OBJECTIVE
Continue the passage on the vintage labor notion and unit values, starting right after its last sentence.

EXCERPTED PASSAGE
The vintage labor notion thus seems to be able to rescue the simultaneist
"labor theory of value": the simultaneist profit rate is replicated, and this
is accomplished without doing violence to the simple facts of economic
dynamics. This rescue operation does, however, come at a price.

A constant price, to be precise. Dividing the total value figures in Table 2
by the corresponding corn output figures, we see that the unit value of output
always equals 2. Dividing the constant capital figures by the corresponding
corn input figures, we arrive at the same result. This is by no means an
accidental consequence of this particular illustration. It holds generally.
Equation (2') implies that Wt/Wo = Ht/Ho, so that Wt/Ht = Wo/Ho. According
to (1'), the unit value of the commodity in period t is WtTt = (WtLt)/(1 -
at) = Wt/Ht, which equals Wo/Ho, a constant. Thus, according to the vintage
labor notion, **the unit value of the commodity never changes, no matter how
much productivity varies**. Likewise, the unit value of constant capital can
never change. We have seen that (3) implies that Wt-1Kt = (WtLtat)/(1 - at).
The unit value of constant capital is (Wt-1Kt)/at, which thus equals (WtLt)/(1
- at) = Wt/Ht = Wo/Ho.

Therefore, according to the vintage labor notion, the value of the commodity
is not determined by labor-time – variations in the labor-time needed to
produce it fail to influence the magnitude of the commodity's value.
Moreover, even the relation between value of constant capital and value added
is determined independently of labor-time. Since Wt/Ht = Wo/Ho, the value
added per unit of output, WtLt, equals (Wo/Ho)HtLt = (Wo/Ho)(1 - at).
Similarly, since the total value per unit of output equals Wo/Ho, the
remaining portion of value, the constant capital-value per unit of output,
Wt-1Kt, equals (Wo/Ho) - (Wo/Ho)(1 - at) = (Wo/Ho)at. Hence, the *sole*
influence on the relation between value transferred and value added, according
to the vintage labor notion, is at, the physical "capital/output" ratio.

Table 4 illustrates these results for the production of one unit of the
commodity, assuming that Wo = 1 and Ho = 0.2. We see that the value of the
commodity always equals 5, no matter how much the labor needed to produce it
varies. The relation between value transferred and value added, moreover, is
the same in periods 1 and 5, 2 and 6, etc., even though the amounts of labor
needed to produce the commodity differ quite markedly, because the physical
"capital/output" ratios are the same.

Table 4

STATIONARITY OF "VINTAGE" LABOR UNIT VALUES

t at Lt Ht Wt Wt-1Kt WtLt WtTt
1 16.00 0.02 0.061 0.306 0.1 4.9 5
2 197.00 0.34 0.003 0.017 1.7 3.3 5
3 0.01 0.66 34.000 170.000 3.3 1.7 5
4 3.00 0.98 0.007 0.033 4.9 0.1 5
5 6.00 0.02 0.163 0.817 0.1 4.9 5
6 0.05 0.34 13.200 66.000 1.7 3.3 5
7 82.00 0.66 0.004 0.021 3.3 1.7 5
8 20.00 0.98 0.001 0.005 4.9 0.1 5

What accounts for these results? According to Marx, commodities' values
vary inversely with productivity:

"The value of a commodity would therefore remain constant, if the labour-time
required for its production also remained constant. But the latter changes
with every variation in productivity. … The value of a commodity, therefore,
varies directly as the quantity, and inversely as the productivity, of the
labour which finds its realization within the commodity" [Marx 1977, pp.

ENTRIES PROVIDED
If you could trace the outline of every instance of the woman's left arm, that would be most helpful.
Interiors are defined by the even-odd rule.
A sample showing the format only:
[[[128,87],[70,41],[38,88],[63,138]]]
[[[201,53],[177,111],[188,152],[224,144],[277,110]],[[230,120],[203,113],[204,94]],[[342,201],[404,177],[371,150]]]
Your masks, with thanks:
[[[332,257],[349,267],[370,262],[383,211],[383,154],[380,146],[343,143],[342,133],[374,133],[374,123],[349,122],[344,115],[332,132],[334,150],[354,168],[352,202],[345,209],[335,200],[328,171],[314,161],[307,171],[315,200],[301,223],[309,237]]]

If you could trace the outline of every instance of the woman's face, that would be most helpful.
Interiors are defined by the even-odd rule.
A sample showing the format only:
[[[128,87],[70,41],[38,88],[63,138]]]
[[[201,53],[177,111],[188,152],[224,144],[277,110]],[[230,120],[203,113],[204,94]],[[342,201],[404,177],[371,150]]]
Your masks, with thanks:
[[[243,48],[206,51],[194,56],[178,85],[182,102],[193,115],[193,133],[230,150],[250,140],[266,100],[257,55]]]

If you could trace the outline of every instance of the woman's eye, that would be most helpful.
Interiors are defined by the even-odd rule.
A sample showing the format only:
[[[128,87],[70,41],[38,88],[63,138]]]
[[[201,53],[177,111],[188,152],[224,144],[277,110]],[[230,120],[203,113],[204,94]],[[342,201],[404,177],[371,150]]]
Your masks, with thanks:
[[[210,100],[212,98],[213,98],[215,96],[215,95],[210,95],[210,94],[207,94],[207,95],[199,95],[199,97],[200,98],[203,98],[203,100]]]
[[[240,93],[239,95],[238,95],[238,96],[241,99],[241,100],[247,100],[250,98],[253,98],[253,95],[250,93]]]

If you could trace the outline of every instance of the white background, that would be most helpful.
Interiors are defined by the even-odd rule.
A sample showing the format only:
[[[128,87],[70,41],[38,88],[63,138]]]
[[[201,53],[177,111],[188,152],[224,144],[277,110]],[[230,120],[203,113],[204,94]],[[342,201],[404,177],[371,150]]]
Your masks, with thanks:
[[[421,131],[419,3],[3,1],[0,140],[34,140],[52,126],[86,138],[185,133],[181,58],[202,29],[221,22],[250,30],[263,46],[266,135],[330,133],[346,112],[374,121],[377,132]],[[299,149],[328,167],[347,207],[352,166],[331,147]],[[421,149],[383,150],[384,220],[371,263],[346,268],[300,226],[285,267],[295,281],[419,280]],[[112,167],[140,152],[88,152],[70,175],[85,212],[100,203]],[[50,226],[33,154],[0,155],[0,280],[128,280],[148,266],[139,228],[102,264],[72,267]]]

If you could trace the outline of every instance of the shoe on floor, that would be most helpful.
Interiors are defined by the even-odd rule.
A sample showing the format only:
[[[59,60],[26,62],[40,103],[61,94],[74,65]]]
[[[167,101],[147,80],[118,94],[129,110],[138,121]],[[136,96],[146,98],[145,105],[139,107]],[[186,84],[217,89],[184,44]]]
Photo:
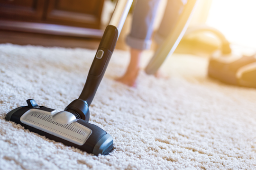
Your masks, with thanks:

* * *

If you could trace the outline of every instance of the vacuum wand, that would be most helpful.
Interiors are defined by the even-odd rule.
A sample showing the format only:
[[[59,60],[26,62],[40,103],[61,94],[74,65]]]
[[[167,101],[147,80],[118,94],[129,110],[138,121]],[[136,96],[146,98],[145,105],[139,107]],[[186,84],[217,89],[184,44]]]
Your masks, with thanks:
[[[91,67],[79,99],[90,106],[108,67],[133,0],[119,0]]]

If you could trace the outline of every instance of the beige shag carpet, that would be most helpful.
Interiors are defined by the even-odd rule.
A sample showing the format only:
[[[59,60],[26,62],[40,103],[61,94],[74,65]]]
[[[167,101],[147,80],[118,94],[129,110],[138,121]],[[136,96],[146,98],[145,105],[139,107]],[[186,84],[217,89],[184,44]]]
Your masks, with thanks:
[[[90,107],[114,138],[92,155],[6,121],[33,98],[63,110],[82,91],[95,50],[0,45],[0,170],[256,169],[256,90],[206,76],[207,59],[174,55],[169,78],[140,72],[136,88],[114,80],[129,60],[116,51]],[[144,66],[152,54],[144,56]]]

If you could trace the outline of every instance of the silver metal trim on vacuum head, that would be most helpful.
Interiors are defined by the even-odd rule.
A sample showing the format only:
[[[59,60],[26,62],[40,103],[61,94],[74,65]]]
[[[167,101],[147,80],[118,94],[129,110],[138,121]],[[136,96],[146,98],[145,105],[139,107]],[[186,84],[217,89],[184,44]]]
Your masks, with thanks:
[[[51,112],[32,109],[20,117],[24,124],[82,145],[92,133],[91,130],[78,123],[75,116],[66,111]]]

EXPECTED ANSWER
130-31].

When, for instance, productivity doubles from one period to the next, the unit
value of the commodity falls in half. This, however, is only true if the
labors of the two periods are *weighted as equal*. According to the vintage
labor notion, on the contrary, a unit of labor of the latter period produces
double the value that a unit of labor produces in the former period, which
exactly cancels out the decline in labor-time per unit of output, and thus the
commodity's value remains unchanged.

The Monetary Expression of Use-Value

Professor Foley seems not to have recognized that, if his notion that labor
of different "vintages" are incommensurable is right, then the very measure
for which he has become famous, the "value of money" or its reciprocal the
"monetary expression of value" (MEV), is wrong. To be sure, one may take the
ratio of money value added to the actual living labor extracted from
productive workers, but according to the vintage labor notion, the latter is
not the amount of *value added* measured in labor-time. Labors of different
productivities, in this view, produce unequal amounts of value, so the
relation between money value added to total value added is not the same as the
money value added divided by living labor. In any given period, this does not
matter – any given period may be taken as the "base period" – but if the
amounts of living labor actually extracted are incommensurable, then so are
the ratios that have them as their denominators (or numerators), and the
procedure for which Professor Foley is noted cannot produce a consistent time
series.

To correct this problem in conformity with the vintage labor notion, the
amounts of living labor extracted in different periods need simply to be
weighted according to their use-value productivities. In the case of a single
sector, where Pt is the output price of period t, measured in money per unit
of output, the measure of the monetary expression of value that Professor
Foley has heretofore employed is

mev(t) = (Pt[1 - at]Xt)/(LtXt)

whereas it should be, according to the vintage labor notion,

mev(t) = (Pt[1 - at]Xt)/(WtLtXt).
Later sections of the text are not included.